Microbial Soil Temperature Index helps identify where soil temperature limits carbon assimilation, reveals regions with optimal microbial activity, and supports refining degree-day calculations for agroecosystem analysis and future crop modeling using Global Climate Projections.

The temperature of soil is important for soil carbon sequestration; temperatures that are too high or too low slow down the assimilation of organic matter into the soil. Throughout a year, the duration of time that soils spent within the optimal range of moderate temperatures will enable the highest potential for carbon assimilation into the soil, which is what is captured by the microbial soil temperature index. This index is a dimensionless index that accounts for the duration of time spent within an optimal temperature threshold for sequestering carbon.

To access high-resolution data for your area(s) of interest, contact our team.

Instructions to follow
Can you carry the soil temperature index text on from its final sentence? The material is separate from the soil temperature index text.

Raw data
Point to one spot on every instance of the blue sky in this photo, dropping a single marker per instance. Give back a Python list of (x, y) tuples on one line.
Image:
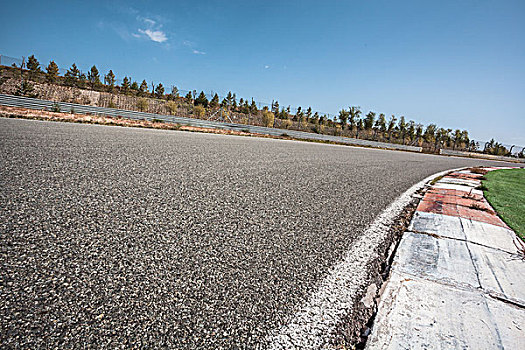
[(459, 64)]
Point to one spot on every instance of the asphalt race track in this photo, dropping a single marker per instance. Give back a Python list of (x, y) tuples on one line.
[(124, 237)]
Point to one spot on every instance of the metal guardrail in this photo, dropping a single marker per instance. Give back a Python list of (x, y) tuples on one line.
[(37, 104), (448, 152)]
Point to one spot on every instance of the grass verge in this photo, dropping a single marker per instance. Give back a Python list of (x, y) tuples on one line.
[(505, 191)]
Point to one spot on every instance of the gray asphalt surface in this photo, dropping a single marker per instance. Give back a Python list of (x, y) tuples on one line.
[(121, 237)]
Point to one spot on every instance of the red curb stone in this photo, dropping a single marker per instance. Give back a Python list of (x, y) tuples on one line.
[(457, 178), (466, 176), (456, 193), (458, 200), (454, 203)]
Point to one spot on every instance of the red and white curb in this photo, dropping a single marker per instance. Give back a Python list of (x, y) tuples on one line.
[(457, 280)]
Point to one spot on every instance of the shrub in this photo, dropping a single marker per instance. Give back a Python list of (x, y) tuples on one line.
[(286, 123), (172, 107), (268, 119), (142, 104), (199, 111), (55, 107)]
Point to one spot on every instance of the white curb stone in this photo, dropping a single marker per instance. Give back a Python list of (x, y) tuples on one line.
[(455, 283)]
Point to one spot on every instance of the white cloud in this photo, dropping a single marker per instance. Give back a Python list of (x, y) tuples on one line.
[(191, 45), (149, 21), (155, 35)]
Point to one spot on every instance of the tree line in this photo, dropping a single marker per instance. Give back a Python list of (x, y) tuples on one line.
[(352, 122)]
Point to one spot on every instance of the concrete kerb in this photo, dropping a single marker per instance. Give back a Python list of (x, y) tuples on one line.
[(457, 280), (313, 325)]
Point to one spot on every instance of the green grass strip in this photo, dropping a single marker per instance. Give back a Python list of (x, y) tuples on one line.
[(505, 191)]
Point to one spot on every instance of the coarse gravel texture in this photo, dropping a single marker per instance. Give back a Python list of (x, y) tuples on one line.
[(118, 237)]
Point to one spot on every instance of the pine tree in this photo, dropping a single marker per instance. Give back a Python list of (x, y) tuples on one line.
[(189, 97), (253, 107), (143, 89), (391, 126), (402, 126), (369, 120), (72, 75), (125, 85), (33, 65), (110, 79), (298, 114), (159, 91), (174, 93), (343, 117), (214, 103), (229, 98), (315, 118), (52, 72), (355, 113), (94, 77), (201, 100), (309, 113)]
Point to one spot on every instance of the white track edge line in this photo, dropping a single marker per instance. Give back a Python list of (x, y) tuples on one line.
[(313, 325)]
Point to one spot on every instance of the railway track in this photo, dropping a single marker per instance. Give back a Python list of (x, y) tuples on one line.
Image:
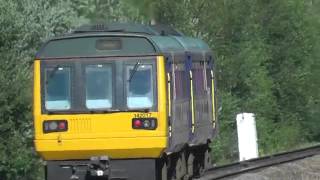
[(238, 168)]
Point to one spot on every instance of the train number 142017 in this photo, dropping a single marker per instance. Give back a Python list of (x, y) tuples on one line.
[(142, 115)]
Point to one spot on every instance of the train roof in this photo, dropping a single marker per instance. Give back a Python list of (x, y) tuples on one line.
[(164, 39)]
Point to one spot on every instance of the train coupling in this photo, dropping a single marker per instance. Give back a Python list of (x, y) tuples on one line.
[(98, 166)]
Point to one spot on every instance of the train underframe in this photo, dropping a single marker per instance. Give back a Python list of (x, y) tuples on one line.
[(185, 164)]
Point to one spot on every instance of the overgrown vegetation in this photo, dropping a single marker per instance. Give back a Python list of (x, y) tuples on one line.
[(267, 60)]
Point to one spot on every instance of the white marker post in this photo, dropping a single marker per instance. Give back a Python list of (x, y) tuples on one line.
[(247, 136)]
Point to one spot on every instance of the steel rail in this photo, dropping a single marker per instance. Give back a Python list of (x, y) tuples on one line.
[(237, 168)]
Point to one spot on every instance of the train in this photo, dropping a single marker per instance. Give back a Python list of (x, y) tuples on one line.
[(124, 101)]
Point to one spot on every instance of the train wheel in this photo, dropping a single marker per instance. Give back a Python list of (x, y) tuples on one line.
[(163, 172), (180, 170)]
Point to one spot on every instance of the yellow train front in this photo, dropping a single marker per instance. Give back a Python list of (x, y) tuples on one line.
[(124, 101)]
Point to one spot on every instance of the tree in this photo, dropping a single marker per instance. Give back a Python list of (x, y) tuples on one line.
[(24, 25)]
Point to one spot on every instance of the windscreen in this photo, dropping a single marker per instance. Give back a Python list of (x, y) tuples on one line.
[(57, 88), (140, 86), (98, 86)]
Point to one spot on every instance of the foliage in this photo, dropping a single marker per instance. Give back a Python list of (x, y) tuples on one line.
[(24, 25)]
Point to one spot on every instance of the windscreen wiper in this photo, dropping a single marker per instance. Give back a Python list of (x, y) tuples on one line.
[(53, 72), (104, 111), (119, 111), (135, 68), (138, 110)]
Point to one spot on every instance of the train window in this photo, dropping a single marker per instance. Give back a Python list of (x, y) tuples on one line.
[(140, 86), (57, 88), (98, 86)]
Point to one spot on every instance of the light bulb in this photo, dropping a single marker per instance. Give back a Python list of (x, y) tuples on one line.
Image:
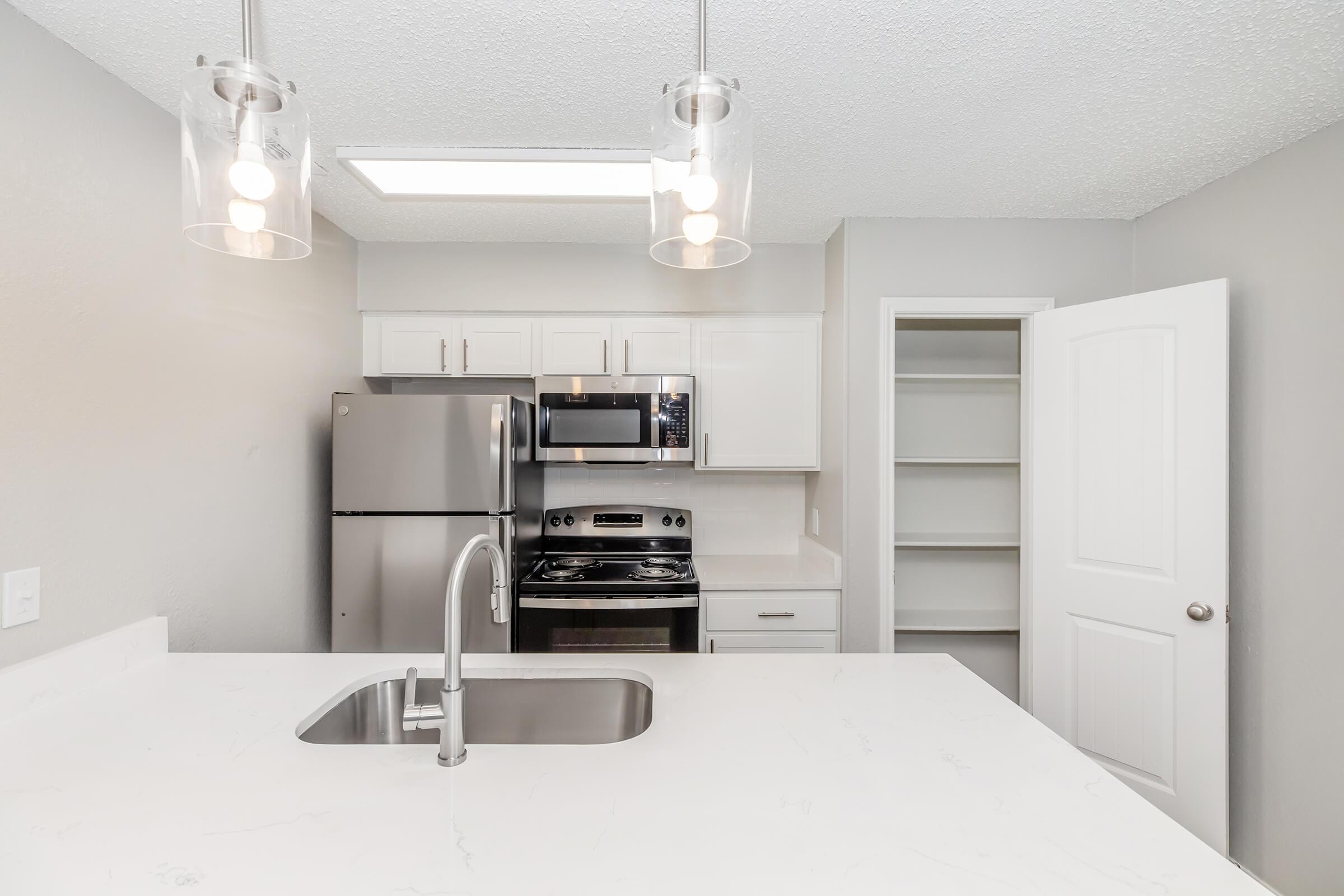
[(249, 174), (246, 216), (699, 190), (701, 227)]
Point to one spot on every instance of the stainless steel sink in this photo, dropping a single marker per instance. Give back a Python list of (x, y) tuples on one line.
[(499, 711)]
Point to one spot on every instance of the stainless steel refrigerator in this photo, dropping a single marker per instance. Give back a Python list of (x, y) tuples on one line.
[(414, 477)]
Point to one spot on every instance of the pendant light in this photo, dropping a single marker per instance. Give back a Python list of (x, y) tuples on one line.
[(246, 160), (702, 171)]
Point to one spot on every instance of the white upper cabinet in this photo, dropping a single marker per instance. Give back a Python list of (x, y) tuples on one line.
[(657, 346), (494, 347), (757, 388), (416, 346), (577, 347)]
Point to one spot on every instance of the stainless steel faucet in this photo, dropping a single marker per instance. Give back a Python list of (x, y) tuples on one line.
[(447, 715)]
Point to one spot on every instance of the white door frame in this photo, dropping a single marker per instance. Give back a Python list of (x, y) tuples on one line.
[(971, 308)]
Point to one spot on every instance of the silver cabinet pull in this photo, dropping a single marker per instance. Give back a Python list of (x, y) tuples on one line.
[(1200, 612)]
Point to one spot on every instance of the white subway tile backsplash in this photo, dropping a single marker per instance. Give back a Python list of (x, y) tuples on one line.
[(734, 512)]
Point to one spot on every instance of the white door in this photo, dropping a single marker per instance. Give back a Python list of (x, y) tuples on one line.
[(757, 391), (495, 347), (654, 346), (576, 347), (416, 346), (1128, 533)]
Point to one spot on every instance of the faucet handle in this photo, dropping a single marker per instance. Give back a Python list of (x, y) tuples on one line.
[(418, 715), (410, 715)]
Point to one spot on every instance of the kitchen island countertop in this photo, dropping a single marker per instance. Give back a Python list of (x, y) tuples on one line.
[(781, 774)]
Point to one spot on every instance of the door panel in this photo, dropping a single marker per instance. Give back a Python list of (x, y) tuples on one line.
[(1128, 530), (390, 580), (576, 347), (659, 347), (416, 346), (496, 347), (758, 394), (418, 453)]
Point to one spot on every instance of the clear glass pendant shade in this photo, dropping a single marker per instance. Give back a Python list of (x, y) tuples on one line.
[(246, 163), (702, 175)]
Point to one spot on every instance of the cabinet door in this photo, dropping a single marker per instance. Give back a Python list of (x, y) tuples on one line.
[(1130, 543), (416, 346), (772, 642), (652, 346), (495, 347), (758, 394), (577, 347)]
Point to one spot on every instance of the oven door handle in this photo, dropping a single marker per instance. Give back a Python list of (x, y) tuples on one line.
[(609, 604)]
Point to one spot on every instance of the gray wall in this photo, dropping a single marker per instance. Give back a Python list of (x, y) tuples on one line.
[(1276, 230), (166, 408), (1073, 261), (569, 277)]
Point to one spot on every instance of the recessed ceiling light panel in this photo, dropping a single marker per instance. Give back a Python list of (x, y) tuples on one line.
[(519, 175)]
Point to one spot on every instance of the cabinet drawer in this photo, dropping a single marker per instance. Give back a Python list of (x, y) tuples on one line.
[(772, 642), (771, 612)]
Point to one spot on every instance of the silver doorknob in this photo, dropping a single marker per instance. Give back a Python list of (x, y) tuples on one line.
[(1200, 612)]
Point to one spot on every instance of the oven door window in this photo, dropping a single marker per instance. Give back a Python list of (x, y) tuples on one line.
[(595, 421), (656, 631)]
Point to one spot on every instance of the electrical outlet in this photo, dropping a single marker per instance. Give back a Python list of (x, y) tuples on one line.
[(22, 600)]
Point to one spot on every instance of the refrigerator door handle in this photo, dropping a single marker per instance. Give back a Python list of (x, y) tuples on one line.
[(503, 500), (502, 530)]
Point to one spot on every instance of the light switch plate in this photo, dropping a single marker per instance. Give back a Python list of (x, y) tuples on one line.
[(22, 600)]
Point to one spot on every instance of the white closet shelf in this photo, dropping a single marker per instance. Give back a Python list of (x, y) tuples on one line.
[(958, 620), (969, 461), (958, 540), (952, 378)]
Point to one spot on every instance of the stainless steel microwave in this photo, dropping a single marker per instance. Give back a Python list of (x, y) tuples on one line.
[(615, 419)]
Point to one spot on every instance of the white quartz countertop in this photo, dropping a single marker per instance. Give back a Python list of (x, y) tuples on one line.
[(760, 774), (765, 573)]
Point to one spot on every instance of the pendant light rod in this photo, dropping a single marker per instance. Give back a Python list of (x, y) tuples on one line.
[(702, 34), (248, 30)]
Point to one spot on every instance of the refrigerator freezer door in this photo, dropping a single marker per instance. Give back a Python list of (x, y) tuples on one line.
[(424, 453), (390, 574)]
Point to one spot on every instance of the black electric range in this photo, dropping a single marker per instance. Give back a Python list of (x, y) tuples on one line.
[(612, 580)]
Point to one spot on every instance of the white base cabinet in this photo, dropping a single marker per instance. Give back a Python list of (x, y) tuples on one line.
[(772, 642), (771, 621)]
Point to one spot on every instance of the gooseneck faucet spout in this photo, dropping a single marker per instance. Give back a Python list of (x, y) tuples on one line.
[(448, 715)]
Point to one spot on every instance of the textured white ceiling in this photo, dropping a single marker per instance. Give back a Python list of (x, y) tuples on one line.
[(916, 108)]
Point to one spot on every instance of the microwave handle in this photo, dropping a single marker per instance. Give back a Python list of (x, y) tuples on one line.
[(654, 419)]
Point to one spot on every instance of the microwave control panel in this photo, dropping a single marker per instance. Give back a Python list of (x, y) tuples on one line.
[(675, 419)]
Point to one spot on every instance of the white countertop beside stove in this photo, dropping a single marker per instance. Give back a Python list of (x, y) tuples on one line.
[(780, 774)]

Answer
High-Level Description

Within SOCSPOT 3.0c and 3.1g, the Microbial Soil Temperature Index (MSTI) is a dimensionless gridded data product that captures the cumulative time throughout the year that a soil lies within the optimal temperature range for microbial activity. The calculations are similar to the formulae for Growing Degree Days (GDD) as applied in agronomic research for crops. As such, values scale linearly and directly with the duration of time that a given soil spends within the optimal temperature range. Version 3.0c extends across rangelands and croplands within the Continental US (CONUS, 'c'), while 3.1g includes both across a global extent. This product leverages understanding from both agronomy alongside contemporary studies of microbial activity responses to varying temperature (Alster et al., 2023; Yan et al., 2024) alongside high-quality and temporal frequency geospatial data inputs to generate a global map of annual MSTI.

Use Cases

With MSTI, a customer can:

  • Gauge where soil temperature may be limiting carbon assimilation relative to soil moisture or pH, suggesting they could not improve SOC sequestration unless they have a way to ubiquitously increase/decrease soil temperatures throughout the year.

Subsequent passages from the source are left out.